> _DOCUMENT TEXT_:
I think SR is confusing "discardable" with "must be discarded".

Groke, Thursday, 19 April 2007 10:31 (nineteen years ago)

Which is really the indie-hipster in a nutshell, the impossibility of closing that particular circle

frankie driscoll, Thursday, 19 April 2007 10:32 (nineteen years ago)

frankie basically otm about the 'problems' of popism - though another problem would be that there really isn't any one popism, most of the people i would call popists approach those difficulties in different ways, and in many ways it's not a clear-cut either/or; it's not either pop is a sonic genre OR pop is what's popular, but somewhere in between, and everyone draws their own lines. though i tend to automatically class it by means of production, or perceived means of production, which isn't necessarily accurate but it's why i think of ashlee simpson (sonically rock, doesn't sell much) as pop, and of fall out boy (sonically rock, sells lots) as not-pop.

to me popism isn't so much about what music you're open to but in the ways you approach it - what always ends up clouding the arguments is that they devolve into "but this act IS POP" "no they aren't" etc etc.

lex pretend, Thursday, 19 April 2007 10:38 (nineteen years ago)

I think SR is confusing "discardable" with "must be discarded".

i think SR has not really thought about what the word "discardable" actually means

lex pretend, Thursday, 19 April 2007 10:43 (nineteen years ago)

> _GIVEN TASK_:
Can you pick up the forum discussion on popism above and write the post that follows its last one?

> _STORED ROWS_:
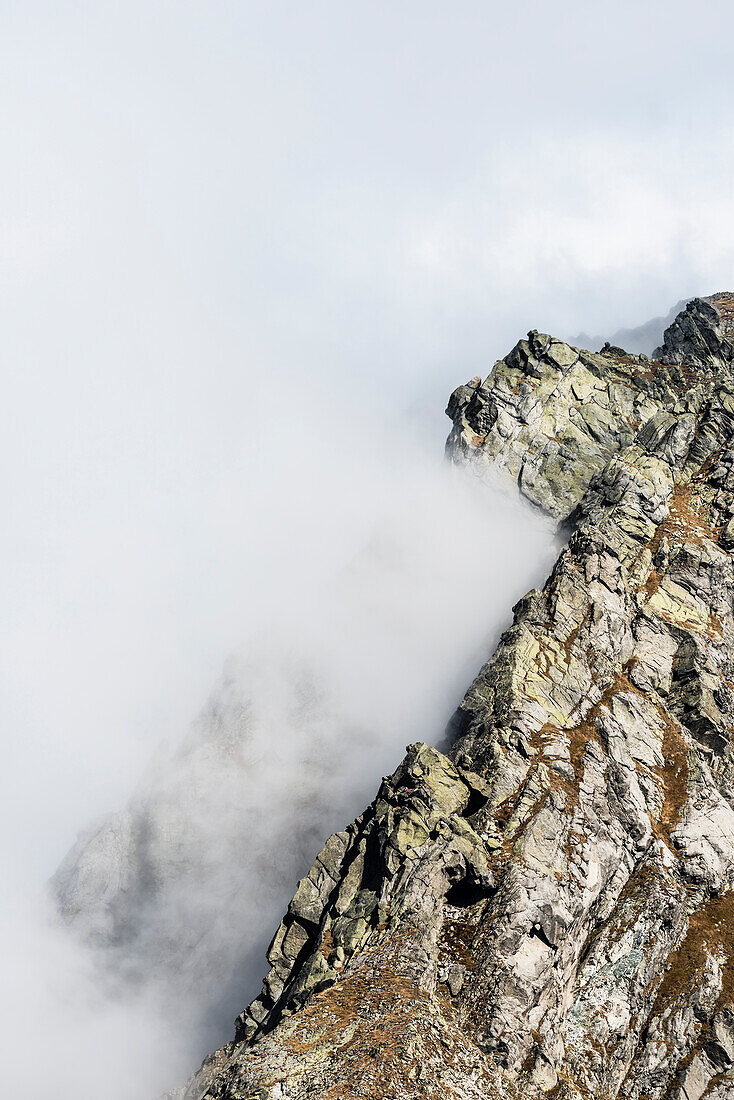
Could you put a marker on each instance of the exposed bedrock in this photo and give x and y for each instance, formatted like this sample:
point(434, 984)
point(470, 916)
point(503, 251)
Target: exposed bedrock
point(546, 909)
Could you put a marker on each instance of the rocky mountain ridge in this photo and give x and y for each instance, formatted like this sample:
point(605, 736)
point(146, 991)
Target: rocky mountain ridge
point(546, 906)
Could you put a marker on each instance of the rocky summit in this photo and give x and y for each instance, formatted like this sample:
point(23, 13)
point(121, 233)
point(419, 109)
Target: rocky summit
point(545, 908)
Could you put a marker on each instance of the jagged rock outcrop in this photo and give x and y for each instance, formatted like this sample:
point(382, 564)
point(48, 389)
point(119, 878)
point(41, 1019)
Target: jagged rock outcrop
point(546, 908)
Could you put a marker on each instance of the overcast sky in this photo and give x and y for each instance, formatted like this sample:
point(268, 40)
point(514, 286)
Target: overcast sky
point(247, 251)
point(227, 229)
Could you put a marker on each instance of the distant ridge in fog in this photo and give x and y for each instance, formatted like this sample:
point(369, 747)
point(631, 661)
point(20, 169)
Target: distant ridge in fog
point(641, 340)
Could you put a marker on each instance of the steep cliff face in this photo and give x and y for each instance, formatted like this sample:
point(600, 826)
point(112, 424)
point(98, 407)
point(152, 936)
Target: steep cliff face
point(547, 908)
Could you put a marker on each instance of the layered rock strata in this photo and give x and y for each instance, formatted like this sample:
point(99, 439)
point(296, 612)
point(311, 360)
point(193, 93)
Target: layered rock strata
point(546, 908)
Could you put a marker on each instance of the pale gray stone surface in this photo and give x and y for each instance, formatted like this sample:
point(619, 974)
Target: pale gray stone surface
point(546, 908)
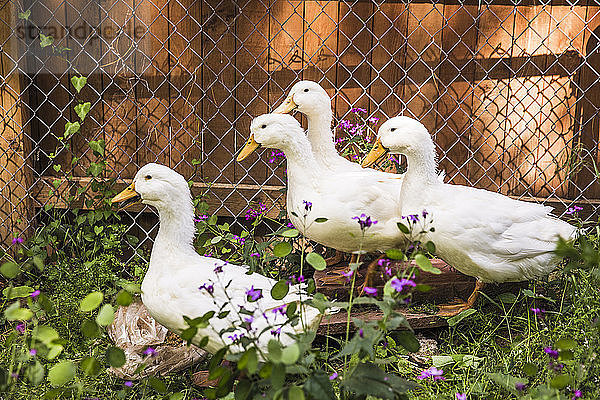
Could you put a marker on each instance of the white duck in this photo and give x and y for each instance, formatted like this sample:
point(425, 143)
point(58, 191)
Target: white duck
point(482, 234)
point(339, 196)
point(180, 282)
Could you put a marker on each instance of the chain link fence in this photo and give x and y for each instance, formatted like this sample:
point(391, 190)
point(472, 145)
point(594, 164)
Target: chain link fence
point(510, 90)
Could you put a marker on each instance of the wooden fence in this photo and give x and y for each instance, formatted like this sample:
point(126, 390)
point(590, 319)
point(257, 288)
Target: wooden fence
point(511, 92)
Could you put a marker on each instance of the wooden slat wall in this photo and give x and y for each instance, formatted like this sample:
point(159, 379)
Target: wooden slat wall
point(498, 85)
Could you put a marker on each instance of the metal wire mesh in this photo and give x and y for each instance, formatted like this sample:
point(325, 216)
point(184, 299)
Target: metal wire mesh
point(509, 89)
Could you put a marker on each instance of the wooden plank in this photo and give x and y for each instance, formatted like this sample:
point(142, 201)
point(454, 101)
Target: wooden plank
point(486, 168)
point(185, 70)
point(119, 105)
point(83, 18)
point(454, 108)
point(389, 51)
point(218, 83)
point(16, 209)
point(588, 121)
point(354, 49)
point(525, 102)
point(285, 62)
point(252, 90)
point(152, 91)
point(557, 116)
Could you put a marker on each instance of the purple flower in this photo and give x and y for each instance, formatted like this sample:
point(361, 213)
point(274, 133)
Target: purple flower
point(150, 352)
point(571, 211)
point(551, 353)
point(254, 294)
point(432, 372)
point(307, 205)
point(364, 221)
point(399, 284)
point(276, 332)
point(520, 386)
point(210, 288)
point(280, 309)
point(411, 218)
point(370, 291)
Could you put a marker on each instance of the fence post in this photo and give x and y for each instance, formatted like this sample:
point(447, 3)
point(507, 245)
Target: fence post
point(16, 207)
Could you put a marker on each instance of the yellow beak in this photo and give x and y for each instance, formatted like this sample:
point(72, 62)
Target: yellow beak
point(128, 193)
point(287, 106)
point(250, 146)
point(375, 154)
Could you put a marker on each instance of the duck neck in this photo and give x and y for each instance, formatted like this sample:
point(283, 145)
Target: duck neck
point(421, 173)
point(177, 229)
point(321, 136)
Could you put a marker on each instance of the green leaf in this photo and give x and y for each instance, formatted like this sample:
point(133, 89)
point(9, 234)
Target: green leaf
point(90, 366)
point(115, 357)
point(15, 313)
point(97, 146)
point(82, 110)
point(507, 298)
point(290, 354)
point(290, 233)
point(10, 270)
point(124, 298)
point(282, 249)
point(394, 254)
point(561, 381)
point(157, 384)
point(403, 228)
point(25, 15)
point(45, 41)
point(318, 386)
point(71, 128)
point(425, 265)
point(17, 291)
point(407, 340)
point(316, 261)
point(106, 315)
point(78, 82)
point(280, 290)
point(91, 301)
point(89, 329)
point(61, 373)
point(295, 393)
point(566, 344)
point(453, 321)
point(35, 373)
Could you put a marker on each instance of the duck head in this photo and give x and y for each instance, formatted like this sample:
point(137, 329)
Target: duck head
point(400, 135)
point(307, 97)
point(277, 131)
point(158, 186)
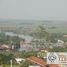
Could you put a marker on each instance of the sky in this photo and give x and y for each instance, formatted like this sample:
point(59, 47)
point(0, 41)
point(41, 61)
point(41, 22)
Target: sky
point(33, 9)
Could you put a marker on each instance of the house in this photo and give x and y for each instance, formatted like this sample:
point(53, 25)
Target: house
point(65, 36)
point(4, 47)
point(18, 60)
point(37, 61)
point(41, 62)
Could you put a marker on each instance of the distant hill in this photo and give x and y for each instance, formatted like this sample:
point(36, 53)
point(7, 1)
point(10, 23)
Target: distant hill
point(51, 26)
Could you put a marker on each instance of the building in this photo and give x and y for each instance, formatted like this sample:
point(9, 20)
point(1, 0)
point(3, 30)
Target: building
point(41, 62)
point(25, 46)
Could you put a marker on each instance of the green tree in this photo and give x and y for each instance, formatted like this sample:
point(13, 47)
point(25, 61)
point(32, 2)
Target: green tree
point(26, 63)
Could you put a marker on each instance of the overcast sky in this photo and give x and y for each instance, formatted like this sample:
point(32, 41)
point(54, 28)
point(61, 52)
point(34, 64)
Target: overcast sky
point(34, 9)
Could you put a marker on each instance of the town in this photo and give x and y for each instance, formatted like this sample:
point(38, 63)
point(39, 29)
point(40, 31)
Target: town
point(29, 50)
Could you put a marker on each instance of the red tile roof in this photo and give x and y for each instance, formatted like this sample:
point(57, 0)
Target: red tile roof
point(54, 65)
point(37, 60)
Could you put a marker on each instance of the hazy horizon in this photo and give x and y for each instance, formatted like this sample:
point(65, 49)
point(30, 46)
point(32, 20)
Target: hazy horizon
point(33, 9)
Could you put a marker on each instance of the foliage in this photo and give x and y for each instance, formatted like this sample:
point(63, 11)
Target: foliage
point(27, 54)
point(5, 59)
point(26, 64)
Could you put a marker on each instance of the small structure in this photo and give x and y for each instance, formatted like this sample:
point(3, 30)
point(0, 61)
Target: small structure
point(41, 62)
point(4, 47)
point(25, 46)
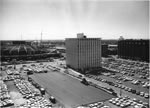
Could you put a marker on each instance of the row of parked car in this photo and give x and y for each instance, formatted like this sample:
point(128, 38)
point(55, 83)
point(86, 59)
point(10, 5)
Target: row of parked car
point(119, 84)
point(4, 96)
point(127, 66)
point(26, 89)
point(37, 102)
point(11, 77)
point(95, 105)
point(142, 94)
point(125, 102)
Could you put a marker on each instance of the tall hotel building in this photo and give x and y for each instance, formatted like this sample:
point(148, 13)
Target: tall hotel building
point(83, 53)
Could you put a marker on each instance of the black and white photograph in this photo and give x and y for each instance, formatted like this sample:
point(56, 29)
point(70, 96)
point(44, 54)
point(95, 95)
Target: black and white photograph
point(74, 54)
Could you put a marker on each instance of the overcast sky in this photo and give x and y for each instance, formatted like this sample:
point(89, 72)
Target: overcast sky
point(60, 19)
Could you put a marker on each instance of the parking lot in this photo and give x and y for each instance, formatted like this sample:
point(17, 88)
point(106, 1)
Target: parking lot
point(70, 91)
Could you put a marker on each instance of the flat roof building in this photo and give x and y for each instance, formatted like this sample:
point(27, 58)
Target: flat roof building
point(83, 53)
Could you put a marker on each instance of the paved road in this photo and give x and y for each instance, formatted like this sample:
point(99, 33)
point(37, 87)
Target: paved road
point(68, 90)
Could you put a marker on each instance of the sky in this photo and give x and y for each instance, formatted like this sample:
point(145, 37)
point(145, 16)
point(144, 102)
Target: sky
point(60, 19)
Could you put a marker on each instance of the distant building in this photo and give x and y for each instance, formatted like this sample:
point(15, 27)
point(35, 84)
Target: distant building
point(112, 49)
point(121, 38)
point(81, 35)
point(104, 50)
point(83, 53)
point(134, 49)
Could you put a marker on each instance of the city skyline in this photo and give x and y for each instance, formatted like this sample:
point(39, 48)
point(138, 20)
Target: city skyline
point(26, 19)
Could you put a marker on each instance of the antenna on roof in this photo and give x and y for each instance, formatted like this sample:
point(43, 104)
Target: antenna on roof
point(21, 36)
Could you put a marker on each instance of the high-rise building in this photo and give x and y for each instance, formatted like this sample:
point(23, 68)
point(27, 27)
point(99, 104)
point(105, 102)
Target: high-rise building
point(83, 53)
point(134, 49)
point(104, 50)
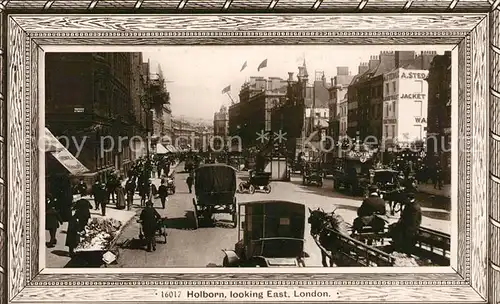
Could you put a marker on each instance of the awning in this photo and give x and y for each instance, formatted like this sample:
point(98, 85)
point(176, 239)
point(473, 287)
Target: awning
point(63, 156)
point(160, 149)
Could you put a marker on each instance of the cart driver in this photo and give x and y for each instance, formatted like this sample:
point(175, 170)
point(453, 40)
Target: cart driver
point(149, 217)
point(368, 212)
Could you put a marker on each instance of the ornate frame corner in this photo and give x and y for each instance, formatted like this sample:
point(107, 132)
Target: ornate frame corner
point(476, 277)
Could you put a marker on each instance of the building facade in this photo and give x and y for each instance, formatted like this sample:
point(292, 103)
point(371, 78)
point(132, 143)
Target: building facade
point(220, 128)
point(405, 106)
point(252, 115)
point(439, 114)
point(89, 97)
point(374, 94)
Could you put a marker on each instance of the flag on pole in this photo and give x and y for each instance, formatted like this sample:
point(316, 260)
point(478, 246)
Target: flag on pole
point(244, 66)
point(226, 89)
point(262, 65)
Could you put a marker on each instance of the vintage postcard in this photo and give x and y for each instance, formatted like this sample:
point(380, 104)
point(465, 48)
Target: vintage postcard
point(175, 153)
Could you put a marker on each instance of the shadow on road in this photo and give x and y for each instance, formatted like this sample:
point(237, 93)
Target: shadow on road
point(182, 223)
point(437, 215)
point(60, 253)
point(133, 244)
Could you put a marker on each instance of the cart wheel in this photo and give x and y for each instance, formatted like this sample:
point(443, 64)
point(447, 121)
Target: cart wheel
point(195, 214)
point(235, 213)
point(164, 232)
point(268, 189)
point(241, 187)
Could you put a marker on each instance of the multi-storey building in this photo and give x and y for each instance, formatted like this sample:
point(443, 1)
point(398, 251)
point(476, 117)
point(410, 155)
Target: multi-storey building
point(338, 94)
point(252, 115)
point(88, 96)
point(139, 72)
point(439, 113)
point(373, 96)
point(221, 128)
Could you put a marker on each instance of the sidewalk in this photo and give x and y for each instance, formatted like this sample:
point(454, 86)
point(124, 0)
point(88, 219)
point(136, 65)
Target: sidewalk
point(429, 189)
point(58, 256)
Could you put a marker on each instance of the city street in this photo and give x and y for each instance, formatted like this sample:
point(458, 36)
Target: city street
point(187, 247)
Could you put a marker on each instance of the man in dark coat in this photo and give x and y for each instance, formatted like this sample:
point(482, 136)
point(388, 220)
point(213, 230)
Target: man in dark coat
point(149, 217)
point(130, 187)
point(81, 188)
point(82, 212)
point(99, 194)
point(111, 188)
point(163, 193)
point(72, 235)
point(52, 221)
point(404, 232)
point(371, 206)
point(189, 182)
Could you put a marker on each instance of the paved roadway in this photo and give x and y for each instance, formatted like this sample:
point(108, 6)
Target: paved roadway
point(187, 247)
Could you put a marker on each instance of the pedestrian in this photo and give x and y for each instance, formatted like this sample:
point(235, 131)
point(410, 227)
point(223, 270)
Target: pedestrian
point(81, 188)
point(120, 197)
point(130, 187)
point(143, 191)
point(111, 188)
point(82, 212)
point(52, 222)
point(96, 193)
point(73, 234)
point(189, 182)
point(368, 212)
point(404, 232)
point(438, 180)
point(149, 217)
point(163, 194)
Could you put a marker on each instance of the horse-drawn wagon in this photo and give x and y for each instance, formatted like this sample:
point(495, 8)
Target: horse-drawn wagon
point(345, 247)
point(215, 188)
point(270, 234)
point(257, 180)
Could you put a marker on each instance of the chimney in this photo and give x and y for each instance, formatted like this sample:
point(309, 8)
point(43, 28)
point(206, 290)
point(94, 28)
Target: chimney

> _RESULT OF THIS TASK_:
What I don't really understand is why Reynolds keeps going on about this stuff - obviously this idea he has of what "anti-rockism" is really annoys him or gets to him on some level. At first it was quite flattering and daunting, because I do still respect and admire Reynolds hugely and of course I identified with "popism", or assumed that he was talking at least in part about me and my mates. And I found the Dissensus people intimidating: I tend to assume they're cleverer than me, or at least better at following ideas through.

Then it became irritating, because I felt so disconnected from what he was talking about and I felt myself being turned into a straw man. He seems to think there's some kind of Popist Manifesto out there to war against - I've never seen anything so programmatic, and as Lex says I see a bunch of individual "popisms" or "poptimisms" rather than a hedonistic credo.* Maybe he's more talking about people like Kelefa Sanneh or Jane Dark now, I don't know.

And now it's more embarrassing than anything else, because he seems to be wasting so much brain energy on fighting a quite minor coterie of critics, most of whom disagree with each other a lot (though not with his inkie-veteran relish) and hardly any of whom get published much. It's an embarrassment for myself too: the impression I get is of two groups of friends, each using the other - who they have barely any contact with, even online - as a convenient intellectual whipping boy.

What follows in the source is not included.